Locate each line in the material below that contains the word "fence" and copy those lines out in full.

* [INFORMATION SUPPLIED]

_ _ _ _

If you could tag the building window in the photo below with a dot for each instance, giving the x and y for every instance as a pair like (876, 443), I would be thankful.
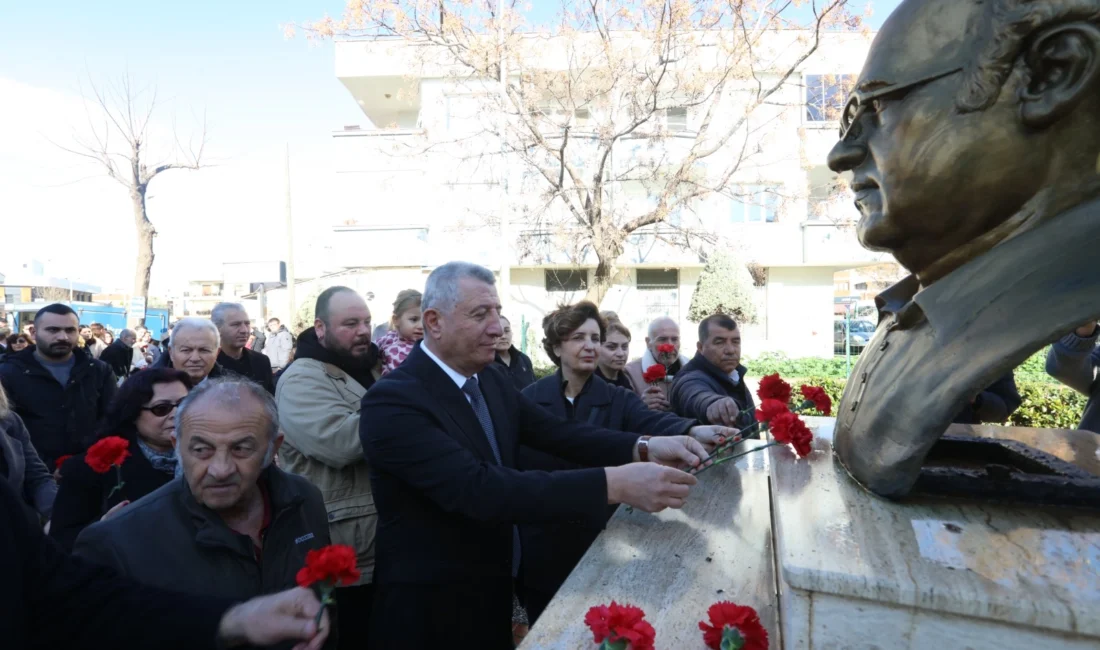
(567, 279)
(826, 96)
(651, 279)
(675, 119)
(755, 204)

_ _ _ _

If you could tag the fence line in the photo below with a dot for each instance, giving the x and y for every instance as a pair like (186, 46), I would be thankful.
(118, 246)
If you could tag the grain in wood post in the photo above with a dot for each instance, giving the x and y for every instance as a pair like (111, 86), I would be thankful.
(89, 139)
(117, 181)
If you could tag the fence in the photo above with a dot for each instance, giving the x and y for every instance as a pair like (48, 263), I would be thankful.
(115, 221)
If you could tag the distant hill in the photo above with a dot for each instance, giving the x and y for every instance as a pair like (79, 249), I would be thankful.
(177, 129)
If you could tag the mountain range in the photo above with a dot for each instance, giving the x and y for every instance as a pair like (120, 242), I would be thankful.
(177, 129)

_ _ _ _

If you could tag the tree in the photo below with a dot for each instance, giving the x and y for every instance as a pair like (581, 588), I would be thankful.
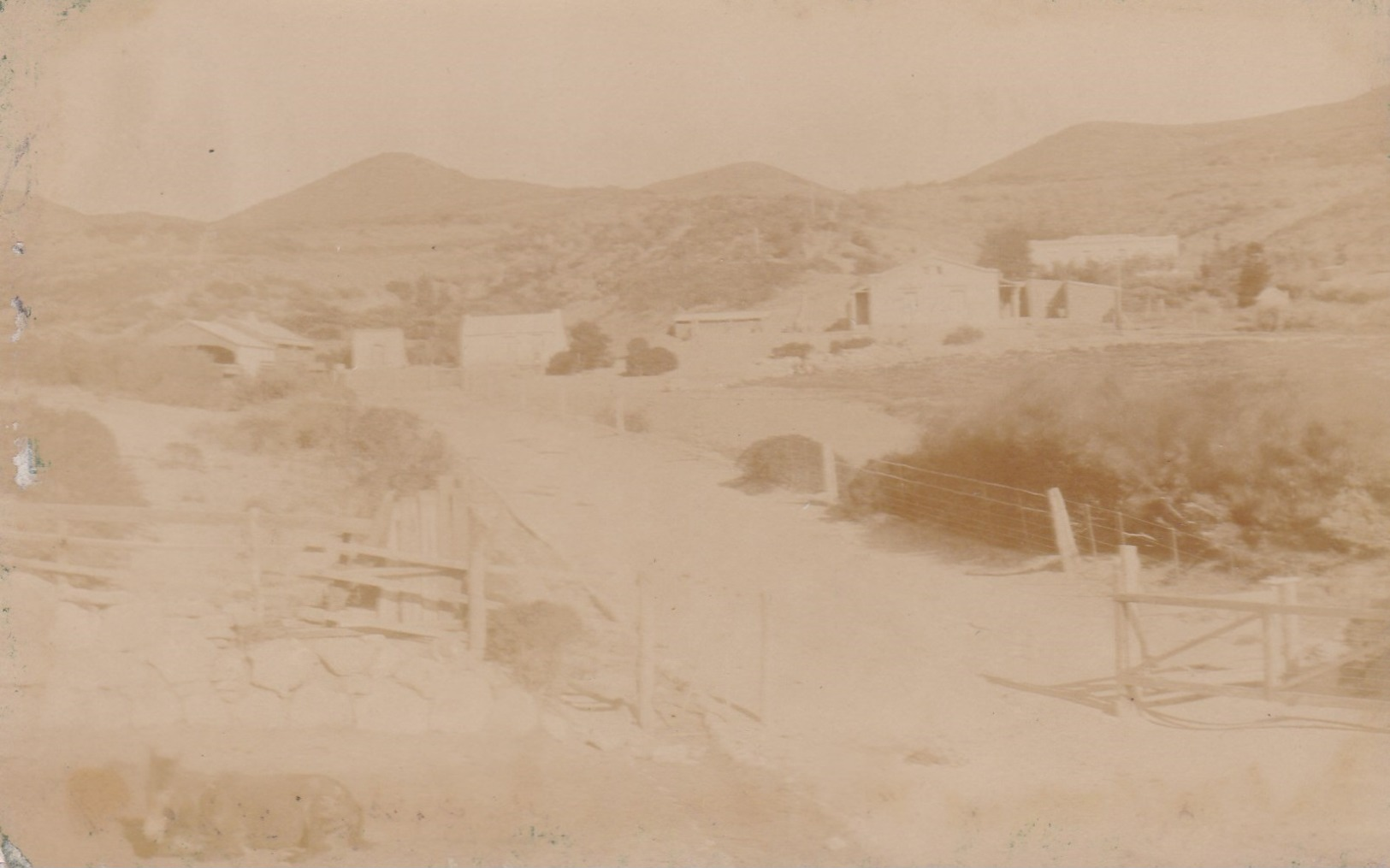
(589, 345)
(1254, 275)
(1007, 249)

_ _ _ _

* [FINISHED EXERCISE]
If you could tag the fence line in the photo below with a dot for each instance, giving the x and y for every instance as a pair like (186, 46), I would be thankful.
If you could tag the fence in the photo above with a dot for each instance, giving the x and y for every instance as a pair like (48, 263), I would be thankful.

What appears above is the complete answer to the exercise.